Exercise brief |
Everything from the line containing "Please put a point on the wicker" through the last line of the records must be returned verbatim, and nothing outside that range.

Entries supplied |
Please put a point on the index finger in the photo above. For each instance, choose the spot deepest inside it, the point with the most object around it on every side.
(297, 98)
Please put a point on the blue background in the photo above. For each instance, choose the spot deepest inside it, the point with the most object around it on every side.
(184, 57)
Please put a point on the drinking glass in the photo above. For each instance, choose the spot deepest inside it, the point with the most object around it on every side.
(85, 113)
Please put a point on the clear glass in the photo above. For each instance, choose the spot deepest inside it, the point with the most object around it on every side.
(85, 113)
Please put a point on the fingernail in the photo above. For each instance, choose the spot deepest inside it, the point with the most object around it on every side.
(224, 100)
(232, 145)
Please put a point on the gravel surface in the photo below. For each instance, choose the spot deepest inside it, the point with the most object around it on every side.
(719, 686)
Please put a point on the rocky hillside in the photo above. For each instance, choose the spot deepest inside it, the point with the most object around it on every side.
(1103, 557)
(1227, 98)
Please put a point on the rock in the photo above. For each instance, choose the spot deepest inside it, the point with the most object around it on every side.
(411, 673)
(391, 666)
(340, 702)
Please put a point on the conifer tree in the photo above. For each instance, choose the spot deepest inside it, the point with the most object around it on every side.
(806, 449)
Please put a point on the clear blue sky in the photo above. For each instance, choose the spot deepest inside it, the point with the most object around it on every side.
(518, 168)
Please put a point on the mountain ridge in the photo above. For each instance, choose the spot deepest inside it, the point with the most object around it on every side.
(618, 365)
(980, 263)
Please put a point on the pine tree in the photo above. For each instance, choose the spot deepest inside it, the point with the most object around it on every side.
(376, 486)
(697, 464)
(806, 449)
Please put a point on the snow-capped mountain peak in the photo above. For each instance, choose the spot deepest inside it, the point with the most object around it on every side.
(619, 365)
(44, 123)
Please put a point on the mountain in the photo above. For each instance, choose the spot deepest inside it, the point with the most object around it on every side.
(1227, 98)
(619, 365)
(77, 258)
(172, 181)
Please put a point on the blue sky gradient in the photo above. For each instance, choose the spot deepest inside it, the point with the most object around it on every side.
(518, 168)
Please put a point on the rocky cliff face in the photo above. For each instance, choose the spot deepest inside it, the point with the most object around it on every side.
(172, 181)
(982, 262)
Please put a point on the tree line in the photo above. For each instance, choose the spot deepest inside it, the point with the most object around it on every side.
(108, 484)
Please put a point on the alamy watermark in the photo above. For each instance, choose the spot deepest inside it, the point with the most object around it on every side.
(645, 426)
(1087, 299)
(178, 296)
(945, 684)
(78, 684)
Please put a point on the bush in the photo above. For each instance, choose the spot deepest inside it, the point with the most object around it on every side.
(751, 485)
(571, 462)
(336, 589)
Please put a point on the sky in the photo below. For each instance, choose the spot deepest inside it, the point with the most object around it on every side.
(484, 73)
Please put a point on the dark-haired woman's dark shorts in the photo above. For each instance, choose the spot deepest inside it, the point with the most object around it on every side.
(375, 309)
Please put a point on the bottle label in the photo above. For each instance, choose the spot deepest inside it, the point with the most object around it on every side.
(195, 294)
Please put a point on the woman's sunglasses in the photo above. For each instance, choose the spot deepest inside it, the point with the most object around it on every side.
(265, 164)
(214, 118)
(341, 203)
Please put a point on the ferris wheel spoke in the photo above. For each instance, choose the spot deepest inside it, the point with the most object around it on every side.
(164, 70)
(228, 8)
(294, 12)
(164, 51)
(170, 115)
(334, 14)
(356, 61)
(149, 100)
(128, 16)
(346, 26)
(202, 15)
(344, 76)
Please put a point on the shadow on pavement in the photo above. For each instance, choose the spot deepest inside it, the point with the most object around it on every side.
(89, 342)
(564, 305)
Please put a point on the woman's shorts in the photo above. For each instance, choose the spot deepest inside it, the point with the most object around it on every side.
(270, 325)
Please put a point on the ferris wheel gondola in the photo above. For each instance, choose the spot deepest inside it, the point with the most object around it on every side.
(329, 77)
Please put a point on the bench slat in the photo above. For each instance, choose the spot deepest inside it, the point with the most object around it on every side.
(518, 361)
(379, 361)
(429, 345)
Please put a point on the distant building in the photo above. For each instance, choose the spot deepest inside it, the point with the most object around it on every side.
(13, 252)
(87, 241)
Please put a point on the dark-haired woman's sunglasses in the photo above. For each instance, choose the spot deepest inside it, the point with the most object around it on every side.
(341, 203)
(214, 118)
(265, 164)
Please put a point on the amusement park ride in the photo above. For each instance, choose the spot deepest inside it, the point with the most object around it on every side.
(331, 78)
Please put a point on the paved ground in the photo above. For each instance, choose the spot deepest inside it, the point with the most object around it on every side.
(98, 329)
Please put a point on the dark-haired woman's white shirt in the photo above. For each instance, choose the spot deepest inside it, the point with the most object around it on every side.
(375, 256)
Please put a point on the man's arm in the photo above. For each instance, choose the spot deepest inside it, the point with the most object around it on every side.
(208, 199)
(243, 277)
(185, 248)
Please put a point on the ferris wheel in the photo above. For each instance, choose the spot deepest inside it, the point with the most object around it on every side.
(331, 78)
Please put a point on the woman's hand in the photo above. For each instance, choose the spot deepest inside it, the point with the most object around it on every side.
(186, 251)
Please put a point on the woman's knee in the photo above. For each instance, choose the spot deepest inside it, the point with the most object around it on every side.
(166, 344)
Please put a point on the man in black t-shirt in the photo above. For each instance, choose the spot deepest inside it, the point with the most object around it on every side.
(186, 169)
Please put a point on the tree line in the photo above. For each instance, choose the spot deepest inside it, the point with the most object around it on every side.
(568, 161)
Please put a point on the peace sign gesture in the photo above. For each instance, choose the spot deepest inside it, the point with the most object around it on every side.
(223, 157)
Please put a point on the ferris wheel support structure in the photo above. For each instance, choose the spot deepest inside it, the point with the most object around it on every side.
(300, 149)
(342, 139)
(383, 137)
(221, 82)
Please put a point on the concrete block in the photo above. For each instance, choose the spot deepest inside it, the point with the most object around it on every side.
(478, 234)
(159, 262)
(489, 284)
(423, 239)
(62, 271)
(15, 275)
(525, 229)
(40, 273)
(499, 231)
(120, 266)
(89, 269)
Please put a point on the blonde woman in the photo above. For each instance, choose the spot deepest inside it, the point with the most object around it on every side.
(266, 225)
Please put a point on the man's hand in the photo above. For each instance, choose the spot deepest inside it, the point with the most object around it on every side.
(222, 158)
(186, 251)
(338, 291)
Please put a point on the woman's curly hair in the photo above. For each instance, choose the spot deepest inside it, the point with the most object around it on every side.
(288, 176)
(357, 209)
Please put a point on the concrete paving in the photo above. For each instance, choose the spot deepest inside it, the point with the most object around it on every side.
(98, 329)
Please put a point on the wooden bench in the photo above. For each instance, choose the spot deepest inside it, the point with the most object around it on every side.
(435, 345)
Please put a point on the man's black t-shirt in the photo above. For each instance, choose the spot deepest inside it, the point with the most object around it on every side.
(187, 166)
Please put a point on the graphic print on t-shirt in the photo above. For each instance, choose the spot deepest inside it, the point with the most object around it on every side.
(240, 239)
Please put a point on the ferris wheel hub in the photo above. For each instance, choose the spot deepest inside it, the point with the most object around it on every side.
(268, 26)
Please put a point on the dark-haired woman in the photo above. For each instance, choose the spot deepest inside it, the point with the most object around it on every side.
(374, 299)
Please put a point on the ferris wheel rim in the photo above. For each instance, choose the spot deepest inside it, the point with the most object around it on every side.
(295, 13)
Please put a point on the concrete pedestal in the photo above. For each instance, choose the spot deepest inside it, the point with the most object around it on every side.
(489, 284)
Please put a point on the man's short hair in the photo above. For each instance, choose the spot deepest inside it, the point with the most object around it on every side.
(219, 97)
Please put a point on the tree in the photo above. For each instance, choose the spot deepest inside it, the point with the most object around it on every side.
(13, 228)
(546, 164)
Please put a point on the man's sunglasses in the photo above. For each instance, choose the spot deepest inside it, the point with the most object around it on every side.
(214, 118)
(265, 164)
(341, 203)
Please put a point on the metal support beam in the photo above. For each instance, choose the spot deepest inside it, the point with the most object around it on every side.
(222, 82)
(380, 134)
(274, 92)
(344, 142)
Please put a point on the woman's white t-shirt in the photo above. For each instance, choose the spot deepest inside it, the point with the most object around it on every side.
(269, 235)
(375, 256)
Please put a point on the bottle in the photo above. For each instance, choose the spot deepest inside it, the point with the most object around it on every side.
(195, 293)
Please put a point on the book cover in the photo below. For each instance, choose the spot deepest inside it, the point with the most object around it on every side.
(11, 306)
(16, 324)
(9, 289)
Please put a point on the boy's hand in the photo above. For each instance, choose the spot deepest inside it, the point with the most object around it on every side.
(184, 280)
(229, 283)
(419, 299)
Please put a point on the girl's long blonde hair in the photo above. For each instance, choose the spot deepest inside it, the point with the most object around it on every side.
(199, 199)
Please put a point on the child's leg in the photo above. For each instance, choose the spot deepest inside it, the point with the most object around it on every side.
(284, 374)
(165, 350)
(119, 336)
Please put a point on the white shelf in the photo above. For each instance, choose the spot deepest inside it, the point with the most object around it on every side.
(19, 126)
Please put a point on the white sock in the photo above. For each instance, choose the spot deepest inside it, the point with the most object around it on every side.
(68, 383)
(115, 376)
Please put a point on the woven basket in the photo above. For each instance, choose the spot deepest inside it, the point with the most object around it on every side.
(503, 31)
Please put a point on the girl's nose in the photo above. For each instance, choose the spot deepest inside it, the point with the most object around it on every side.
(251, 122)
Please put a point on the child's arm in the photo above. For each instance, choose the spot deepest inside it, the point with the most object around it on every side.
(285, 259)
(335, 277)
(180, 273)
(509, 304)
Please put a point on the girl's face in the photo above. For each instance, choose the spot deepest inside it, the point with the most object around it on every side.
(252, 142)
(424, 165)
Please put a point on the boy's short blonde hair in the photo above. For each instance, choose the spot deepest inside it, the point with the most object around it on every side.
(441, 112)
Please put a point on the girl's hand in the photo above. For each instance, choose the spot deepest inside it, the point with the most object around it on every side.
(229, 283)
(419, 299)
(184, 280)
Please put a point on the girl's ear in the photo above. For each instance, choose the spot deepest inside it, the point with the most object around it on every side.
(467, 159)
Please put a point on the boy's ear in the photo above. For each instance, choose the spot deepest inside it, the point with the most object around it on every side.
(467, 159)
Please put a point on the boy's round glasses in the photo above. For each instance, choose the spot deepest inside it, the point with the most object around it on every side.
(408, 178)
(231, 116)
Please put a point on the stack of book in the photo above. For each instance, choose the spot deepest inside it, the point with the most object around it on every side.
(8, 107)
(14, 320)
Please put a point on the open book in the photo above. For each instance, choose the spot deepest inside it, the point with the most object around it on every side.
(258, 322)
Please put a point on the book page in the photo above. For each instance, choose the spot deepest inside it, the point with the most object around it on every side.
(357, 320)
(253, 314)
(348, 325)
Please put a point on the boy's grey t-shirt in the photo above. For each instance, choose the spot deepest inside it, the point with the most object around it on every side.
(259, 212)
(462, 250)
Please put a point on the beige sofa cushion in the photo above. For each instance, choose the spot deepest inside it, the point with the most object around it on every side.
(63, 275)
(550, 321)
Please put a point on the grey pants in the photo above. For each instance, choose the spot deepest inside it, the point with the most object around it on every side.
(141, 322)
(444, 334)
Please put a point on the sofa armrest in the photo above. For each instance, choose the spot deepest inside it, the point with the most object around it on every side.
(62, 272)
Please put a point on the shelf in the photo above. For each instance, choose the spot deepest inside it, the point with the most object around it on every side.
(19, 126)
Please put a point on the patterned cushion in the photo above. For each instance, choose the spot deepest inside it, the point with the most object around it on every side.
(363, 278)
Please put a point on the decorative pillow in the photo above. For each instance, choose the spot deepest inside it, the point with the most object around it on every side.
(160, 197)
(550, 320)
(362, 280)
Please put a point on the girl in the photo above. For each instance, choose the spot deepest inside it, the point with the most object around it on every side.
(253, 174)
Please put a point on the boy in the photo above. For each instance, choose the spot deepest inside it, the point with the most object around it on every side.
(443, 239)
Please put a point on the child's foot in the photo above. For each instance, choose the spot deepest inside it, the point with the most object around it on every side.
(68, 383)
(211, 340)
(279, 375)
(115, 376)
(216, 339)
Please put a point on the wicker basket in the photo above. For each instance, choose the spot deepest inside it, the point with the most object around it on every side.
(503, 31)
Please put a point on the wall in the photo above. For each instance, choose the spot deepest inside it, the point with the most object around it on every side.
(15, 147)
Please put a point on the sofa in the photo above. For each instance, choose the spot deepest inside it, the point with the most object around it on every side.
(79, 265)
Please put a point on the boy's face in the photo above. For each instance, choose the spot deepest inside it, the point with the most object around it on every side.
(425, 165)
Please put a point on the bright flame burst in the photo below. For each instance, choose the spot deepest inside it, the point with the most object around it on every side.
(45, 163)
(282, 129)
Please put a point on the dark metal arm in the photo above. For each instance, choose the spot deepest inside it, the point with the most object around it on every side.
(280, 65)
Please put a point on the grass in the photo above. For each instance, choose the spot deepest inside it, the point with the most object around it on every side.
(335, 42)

Answer to this problem |
Please put a point on the wicker basket in the photo above. For each instance, choose the spot deepest inside it, the point with the most object around it on every side.
(503, 31)
Please put a point on the wall in the photo above. For each instance, choose the spot deepest inside it, the point with the most object around it on every side.
(15, 147)
Please put a point on the sofa in the photo above. For each instance, choose the spot deepest inside it, the point with the most object around it on every side.
(79, 265)
Please put a point on the boy's face in the photo above. For each instance, choose the spot deepest inside it, the point with the most object around it on every side.
(425, 165)
Please put a point on the bright flame burst in the photo below. For each instance, choose the spot deepest inside it, the point with the most object around it on every side.
(45, 163)
(282, 129)
Please put a point on the dark metal arm in the photo above. For each instance, choose the spot deepest inside it, the point with the most object around it on every side.
(280, 65)
Please put a point on the grass in the photo above. For each instance, choose the spot deepest inside it, the point with the most object around it on every side.
(335, 42)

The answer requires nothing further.